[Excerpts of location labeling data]
_____
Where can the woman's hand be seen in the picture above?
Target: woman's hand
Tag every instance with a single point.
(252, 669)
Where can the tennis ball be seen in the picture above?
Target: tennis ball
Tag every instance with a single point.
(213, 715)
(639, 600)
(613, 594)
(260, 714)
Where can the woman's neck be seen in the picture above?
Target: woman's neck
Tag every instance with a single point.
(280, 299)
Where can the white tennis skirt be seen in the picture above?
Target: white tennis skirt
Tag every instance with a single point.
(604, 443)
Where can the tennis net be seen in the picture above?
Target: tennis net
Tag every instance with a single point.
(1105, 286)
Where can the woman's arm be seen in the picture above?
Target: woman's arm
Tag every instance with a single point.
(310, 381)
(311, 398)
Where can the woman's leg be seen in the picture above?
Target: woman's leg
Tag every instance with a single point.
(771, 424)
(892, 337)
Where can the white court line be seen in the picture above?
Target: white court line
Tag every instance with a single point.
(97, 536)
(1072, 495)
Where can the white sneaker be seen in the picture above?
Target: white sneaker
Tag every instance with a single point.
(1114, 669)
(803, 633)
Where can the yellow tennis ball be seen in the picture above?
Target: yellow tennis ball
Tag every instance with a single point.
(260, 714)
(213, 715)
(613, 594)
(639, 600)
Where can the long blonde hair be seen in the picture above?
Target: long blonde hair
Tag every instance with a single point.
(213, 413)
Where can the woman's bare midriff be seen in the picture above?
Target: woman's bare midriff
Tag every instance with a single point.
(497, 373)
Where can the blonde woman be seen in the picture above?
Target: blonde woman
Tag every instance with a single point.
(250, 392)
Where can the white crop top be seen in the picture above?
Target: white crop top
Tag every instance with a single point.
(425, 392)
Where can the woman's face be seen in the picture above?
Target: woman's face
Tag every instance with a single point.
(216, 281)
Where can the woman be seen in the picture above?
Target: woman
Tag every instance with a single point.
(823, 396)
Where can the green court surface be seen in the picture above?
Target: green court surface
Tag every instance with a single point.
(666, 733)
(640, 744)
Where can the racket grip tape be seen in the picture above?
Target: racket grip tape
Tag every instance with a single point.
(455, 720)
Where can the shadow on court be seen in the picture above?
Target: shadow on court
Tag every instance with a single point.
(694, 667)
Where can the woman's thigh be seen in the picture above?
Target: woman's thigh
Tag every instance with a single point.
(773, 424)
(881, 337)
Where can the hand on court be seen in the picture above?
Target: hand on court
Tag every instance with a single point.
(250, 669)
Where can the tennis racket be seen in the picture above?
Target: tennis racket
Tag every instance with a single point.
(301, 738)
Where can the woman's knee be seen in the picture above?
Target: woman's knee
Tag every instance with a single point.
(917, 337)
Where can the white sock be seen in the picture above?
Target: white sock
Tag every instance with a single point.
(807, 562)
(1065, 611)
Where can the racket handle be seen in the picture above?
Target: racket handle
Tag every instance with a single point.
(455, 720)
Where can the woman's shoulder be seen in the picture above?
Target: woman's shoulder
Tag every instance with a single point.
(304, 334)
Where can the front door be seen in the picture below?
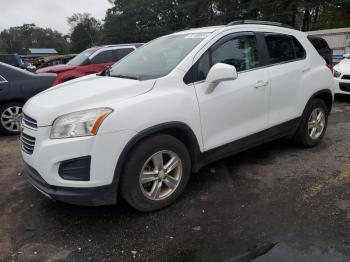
_____
What you should do »
Express the listing above as a JSON list of strings, with one string for each line. Skip blank lines and leave the pictures out.

Solution for this task »
[
  "Where can the woman's hand be seen in the picture above?",
  "Target: woman's hand",
  "Tag every instance with a single point.",
  "(252, 669)",
  "Where can the tennis ball be seen in the picture above?",
  "Target: tennis ball",
  "Tag every instance with a single point.",
  "(213, 715)",
  "(639, 600)",
  "(613, 594)",
  "(260, 714)",
  "Where can the woman's neck be seen in the picture above?",
  "Target: woman's neck",
  "Tag every instance with a single point.",
  "(280, 299)",
  "Where can the white tennis skirt be seen in the picture above?",
  "Target: white tennis skirt",
  "Tag every instance with a single point.",
  "(604, 443)",
  "Where can the tennis net be seen in the picture above?",
  "Target: tennis net",
  "Tag every instance with a single point.",
  "(1105, 286)",
  "Where can the woman's arm be seen in the picture above?",
  "Target: woman's arm",
  "Tag every instance with a single point.",
  "(310, 381)",
  "(311, 398)",
  "Where can the woman's leg be seen in the picture above?",
  "Target: woman's leg",
  "Tag every instance with a single point.",
  "(771, 424)",
  "(892, 337)",
  "Where can the white court line be seen in the picture above?",
  "Target: white court line",
  "Tag every instance with a single point.",
  "(97, 536)",
  "(1072, 495)",
  "Where can the white sneaker be seen in the picture above?",
  "Target: white sneaker",
  "Tag every instance with a single point.",
  "(1114, 669)",
  "(803, 633)",
  "Where can the yellow tennis ball be seen in the picture above?",
  "Target: yellow tennis ball",
  "Tag every instance with a single point.",
  "(260, 714)",
  "(213, 715)",
  "(613, 594)",
  "(639, 600)",
  "Where can the long blonde hair be seen in the picture above?",
  "Target: long blonde hair",
  "Tag every instance with a single point.",
  "(213, 413)",
  "Where can the woman's bare midriff be seen in the picture above?",
  "Target: woman's bare midriff",
  "Tag every instance with a single point.",
  "(497, 373)",
  "Where can the blonde woman be seen in the picture above?",
  "Target: blonde woman",
  "Tag every instance with a single point.",
  "(250, 392)",
  "Where can the white crop top be seen in the picture above?",
  "Target: white crop top",
  "Tag every instance with a single point.",
  "(425, 392)",
  "Where can the woman's face be seen in the picture above?",
  "Target: woman's face",
  "Tag every instance with a single point.",
  "(216, 281)",
  "Where can the woman be seen in the picture above?",
  "Target: woman",
  "Tag every instance with a single point.",
  "(823, 396)",
  "Where can the green court surface be seen in the picture above?",
  "Target: green court surface",
  "Tag every instance with a single point.",
  "(666, 733)",
  "(640, 744)",
  "Where can the racket grip tape be seen in the picture above?",
  "Target: racket grip tape",
  "Tag every instance with a single point.",
  "(455, 720)",
  "Where can the shadow on court be seen in the picture above?",
  "Target: shadow on court",
  "Tag every instance with a single point.",
  "(694, 667)",
  "Where can the woman's thigh be seen in the picture above?",
  "Target: woman's thigh",
  "Tag every instance with a single point.",
  "(773, 424)",
  "(881, 337)",
  "Where can the hand on court be seen in the picture above?",
  "Target: hand on court",
  "Tag every instance with a single point.",
  "(250, 669)",
  "Where can the tennis racket be seen in the picture above?",
  "Target: tennis racket",
  "Tag every instance with a single point.",
  "(301, 738)",
  "Where can the woman's knee be seen in the picture above?",
  "Target: woman's knee",
  "Tag every instance with a single point.",
  "(917, 337)",
  "Where can the white sock be seen in the picture above?",
  "Target: white sock",
  "Tag every instance with a single point.",
  "(807, 562)",
  "(1065, 611)",
  "Where can the racket handle be seen in the picture above?",
  "Target: racket handle",
  "Tag every instance with a single point.",
  "(455, 720)",
  "Where can the woman's shoulder be seen in the picture above?",
  "Target: woman's shoulder",
  "Tag every instance with a single point.",
  "(304, 334)",
  "Where can the front door be seen in the picture below?"
]